Aim:
Reproduce the lines between the one holding "Emit one marker per instance in this form: [(246, 154)]." and the one holding "[(129, 195)]", inclusive, with the requests left in place. Scale every answer coordinate by 0.25 and round each result to a whole number, with halves rounding up, but leave the format samples inside the requests unchanged.

[Coordinate annotation records]
━━━━━━━━

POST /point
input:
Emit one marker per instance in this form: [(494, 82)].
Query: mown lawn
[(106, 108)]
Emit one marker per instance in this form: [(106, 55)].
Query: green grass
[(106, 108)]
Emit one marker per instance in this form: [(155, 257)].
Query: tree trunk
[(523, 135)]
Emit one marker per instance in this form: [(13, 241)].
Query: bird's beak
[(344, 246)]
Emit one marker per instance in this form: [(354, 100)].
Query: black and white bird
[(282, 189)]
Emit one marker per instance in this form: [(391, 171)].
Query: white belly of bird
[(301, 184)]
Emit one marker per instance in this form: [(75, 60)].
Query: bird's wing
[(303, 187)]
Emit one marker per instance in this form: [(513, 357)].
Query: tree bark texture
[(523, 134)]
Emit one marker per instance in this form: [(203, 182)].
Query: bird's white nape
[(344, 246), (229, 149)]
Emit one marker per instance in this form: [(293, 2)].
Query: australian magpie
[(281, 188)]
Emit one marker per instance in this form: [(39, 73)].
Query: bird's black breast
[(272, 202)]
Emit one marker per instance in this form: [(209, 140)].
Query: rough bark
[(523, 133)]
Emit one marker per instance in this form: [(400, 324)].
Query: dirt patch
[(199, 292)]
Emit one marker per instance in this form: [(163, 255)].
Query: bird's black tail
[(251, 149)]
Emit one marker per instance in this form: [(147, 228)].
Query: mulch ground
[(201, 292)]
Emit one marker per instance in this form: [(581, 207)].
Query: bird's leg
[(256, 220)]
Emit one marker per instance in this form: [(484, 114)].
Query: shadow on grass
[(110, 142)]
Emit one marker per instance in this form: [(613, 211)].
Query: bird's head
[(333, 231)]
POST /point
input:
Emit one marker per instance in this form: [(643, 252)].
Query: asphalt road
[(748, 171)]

━━━━━━━━

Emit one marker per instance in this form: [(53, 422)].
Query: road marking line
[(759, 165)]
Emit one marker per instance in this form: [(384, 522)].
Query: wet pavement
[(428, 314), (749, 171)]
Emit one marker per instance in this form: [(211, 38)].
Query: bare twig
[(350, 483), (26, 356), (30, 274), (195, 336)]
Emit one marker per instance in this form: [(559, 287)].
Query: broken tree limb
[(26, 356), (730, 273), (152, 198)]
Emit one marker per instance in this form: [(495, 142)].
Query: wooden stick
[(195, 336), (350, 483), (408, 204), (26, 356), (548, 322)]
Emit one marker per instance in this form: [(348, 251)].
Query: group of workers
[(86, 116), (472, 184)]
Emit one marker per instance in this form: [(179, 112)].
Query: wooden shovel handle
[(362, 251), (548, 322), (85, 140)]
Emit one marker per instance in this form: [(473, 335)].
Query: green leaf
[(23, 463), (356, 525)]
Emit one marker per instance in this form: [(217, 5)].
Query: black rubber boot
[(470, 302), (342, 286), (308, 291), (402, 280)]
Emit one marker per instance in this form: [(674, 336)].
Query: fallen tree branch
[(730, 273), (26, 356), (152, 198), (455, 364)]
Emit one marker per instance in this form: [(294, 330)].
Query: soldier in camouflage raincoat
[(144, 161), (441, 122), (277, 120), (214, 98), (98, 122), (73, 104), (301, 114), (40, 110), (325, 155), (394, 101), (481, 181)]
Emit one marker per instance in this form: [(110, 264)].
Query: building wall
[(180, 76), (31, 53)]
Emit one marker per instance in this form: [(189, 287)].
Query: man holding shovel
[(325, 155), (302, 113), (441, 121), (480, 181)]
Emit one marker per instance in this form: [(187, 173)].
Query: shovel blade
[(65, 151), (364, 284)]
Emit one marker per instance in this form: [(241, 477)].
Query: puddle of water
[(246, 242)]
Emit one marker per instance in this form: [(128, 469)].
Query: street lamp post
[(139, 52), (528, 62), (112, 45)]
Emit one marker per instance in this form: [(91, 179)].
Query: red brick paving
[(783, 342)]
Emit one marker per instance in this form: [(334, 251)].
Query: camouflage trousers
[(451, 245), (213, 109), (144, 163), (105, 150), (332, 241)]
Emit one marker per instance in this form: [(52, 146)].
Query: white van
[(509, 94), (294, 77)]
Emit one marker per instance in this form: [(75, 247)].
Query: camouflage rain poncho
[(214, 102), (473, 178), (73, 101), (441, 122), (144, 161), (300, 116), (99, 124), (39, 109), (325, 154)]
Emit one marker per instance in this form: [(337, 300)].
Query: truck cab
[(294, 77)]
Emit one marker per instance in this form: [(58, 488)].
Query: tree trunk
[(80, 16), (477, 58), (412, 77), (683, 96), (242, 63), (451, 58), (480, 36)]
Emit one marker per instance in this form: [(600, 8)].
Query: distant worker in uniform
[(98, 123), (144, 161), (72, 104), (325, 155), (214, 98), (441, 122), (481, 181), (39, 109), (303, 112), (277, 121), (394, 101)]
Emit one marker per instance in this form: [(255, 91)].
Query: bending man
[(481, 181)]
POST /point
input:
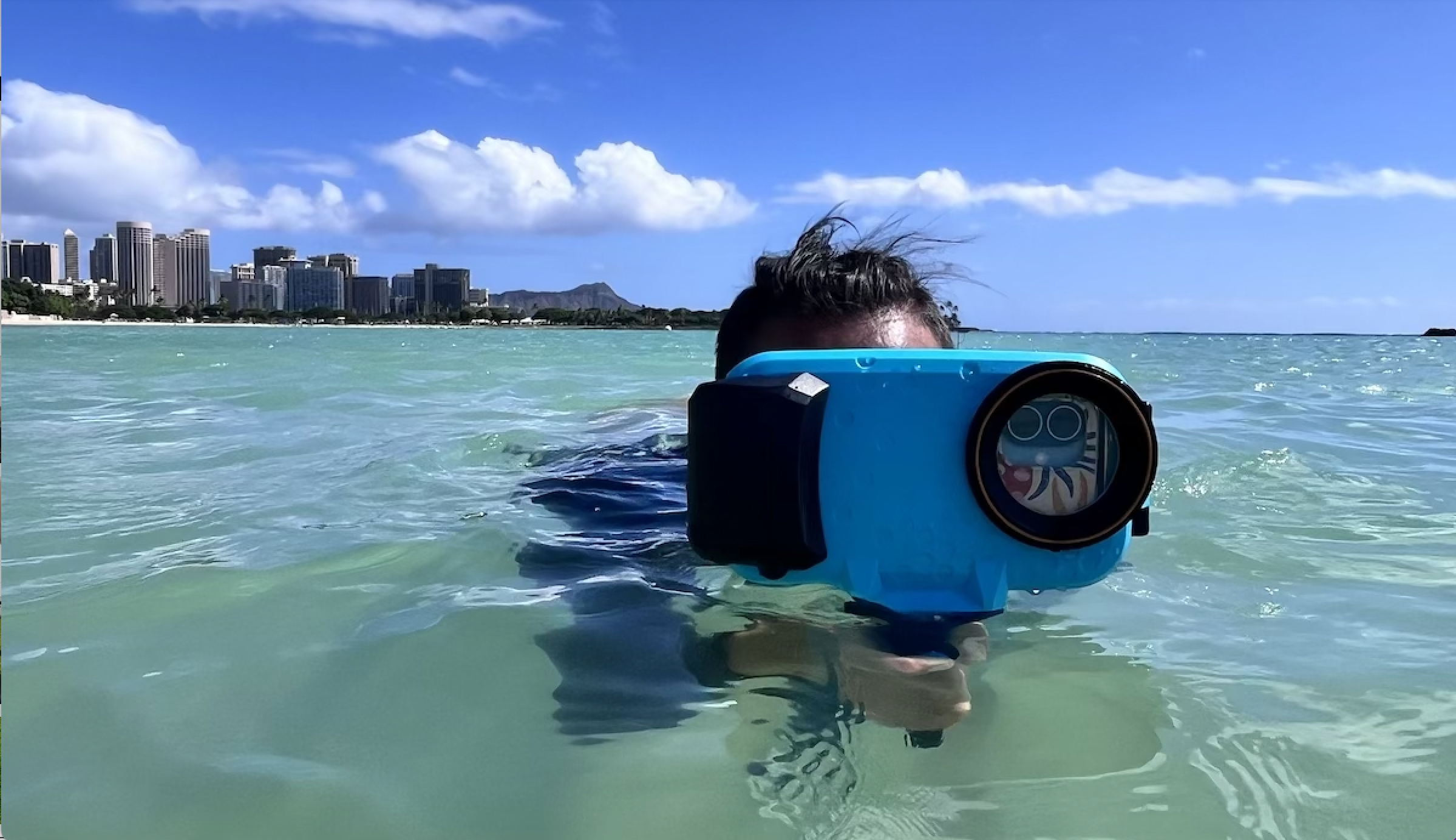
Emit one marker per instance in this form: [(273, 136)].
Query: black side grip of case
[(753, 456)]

━━━━━━━━

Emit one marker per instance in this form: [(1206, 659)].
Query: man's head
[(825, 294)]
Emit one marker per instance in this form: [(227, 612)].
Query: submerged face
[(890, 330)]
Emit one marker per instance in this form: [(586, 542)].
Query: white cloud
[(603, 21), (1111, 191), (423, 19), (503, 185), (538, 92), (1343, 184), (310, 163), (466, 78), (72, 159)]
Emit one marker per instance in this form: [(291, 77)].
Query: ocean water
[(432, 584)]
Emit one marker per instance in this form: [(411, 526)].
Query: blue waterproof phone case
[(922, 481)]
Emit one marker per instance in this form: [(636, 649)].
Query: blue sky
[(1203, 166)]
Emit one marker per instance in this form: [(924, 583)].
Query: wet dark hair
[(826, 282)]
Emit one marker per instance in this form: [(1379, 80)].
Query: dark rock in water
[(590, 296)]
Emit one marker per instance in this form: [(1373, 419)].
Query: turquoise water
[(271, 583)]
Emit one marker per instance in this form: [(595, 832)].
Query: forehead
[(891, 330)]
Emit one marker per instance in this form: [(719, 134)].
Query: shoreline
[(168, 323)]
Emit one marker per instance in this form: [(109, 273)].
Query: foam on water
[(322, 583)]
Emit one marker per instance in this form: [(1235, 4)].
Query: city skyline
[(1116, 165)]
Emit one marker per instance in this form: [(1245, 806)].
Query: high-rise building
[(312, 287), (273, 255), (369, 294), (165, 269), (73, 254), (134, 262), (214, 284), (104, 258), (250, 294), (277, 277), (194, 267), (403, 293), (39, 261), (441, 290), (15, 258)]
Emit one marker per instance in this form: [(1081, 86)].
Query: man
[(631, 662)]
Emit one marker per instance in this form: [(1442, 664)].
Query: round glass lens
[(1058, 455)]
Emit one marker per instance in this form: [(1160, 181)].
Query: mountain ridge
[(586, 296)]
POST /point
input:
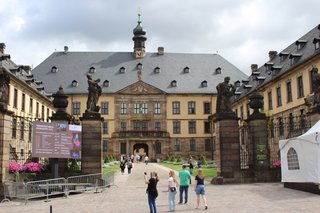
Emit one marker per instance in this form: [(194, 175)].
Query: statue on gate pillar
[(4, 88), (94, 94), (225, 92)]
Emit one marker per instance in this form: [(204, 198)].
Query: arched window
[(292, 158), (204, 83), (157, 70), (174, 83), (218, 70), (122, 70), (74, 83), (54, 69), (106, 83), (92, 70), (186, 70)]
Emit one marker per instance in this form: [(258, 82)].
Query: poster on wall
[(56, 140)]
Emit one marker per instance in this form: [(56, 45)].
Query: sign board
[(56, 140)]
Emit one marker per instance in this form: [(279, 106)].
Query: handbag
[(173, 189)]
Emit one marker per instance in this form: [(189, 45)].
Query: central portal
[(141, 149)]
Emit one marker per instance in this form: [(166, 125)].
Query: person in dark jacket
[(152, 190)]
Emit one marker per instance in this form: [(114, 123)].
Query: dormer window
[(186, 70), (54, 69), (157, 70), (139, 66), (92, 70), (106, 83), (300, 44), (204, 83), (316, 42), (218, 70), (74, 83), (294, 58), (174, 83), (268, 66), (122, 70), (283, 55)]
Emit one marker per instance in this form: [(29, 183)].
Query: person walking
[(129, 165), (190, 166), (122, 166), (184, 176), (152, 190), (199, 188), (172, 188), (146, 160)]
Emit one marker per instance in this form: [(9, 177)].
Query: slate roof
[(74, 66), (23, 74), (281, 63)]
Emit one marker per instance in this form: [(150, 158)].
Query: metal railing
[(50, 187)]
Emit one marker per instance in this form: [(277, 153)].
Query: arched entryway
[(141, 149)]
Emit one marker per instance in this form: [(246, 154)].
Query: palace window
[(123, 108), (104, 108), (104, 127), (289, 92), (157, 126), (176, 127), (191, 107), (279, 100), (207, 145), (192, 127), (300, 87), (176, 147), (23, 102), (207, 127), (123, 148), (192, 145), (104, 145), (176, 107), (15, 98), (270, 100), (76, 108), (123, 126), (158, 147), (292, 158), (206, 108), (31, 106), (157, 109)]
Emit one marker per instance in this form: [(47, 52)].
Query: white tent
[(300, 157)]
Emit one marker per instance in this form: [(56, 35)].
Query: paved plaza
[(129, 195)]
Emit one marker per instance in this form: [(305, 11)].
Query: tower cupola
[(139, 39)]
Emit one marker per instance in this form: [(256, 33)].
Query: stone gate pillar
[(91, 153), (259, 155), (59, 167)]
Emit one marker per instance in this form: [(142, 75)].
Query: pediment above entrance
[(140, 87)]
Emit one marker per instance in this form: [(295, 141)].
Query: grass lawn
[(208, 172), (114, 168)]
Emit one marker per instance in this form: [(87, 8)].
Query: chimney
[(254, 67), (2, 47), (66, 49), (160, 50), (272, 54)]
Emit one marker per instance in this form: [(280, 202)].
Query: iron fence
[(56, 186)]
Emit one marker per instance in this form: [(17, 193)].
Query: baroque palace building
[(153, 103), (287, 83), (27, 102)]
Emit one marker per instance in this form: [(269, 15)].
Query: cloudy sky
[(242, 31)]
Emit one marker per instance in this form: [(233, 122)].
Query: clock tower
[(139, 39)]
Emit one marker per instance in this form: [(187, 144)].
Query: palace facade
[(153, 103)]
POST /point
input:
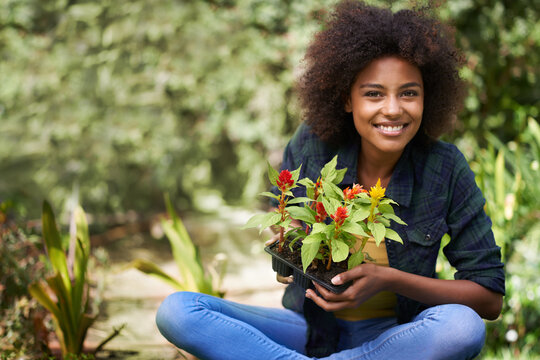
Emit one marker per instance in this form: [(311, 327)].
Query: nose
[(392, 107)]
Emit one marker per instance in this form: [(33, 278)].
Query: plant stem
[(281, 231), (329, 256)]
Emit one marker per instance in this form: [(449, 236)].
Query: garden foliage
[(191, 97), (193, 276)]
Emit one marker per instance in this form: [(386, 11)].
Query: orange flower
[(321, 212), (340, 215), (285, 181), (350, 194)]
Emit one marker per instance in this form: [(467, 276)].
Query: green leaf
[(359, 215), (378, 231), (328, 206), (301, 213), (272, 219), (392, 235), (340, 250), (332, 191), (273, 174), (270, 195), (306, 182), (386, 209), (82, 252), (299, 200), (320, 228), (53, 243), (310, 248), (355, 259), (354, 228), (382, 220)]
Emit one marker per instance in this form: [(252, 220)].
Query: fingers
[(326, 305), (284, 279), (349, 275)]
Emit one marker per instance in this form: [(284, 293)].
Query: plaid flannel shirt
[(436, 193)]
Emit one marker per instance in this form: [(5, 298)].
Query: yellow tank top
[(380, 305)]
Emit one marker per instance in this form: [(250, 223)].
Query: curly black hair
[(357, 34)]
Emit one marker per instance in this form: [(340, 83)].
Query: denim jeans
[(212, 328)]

━━━━━━━━

Response to this exercise:
Emit one marker per instance in this form: [(246, 154)].
Query: palace window
[(31, 27), (26, 27), (26, 32), (72, 23), (39, 32), (44, 32), (48, 27), (70, 25), (52, 36), (48, 32), (75, 22), (44, 37), (6, 26), (52, 32), (31, 37), (48, 36), (26, 36), (44, 27), (4, 25), (68, 25), (19, 27), (31, 32), (40, 37), (73, 40), (52, 27), (8, 27), (39, 27)]
Emit one marker per instance in this form: [(47, 52)].
Query: white tent
[(75, 39)]
Emit one marker per instance in this form: [(56, 35)].
Query: paved plaza
[(32, 49)]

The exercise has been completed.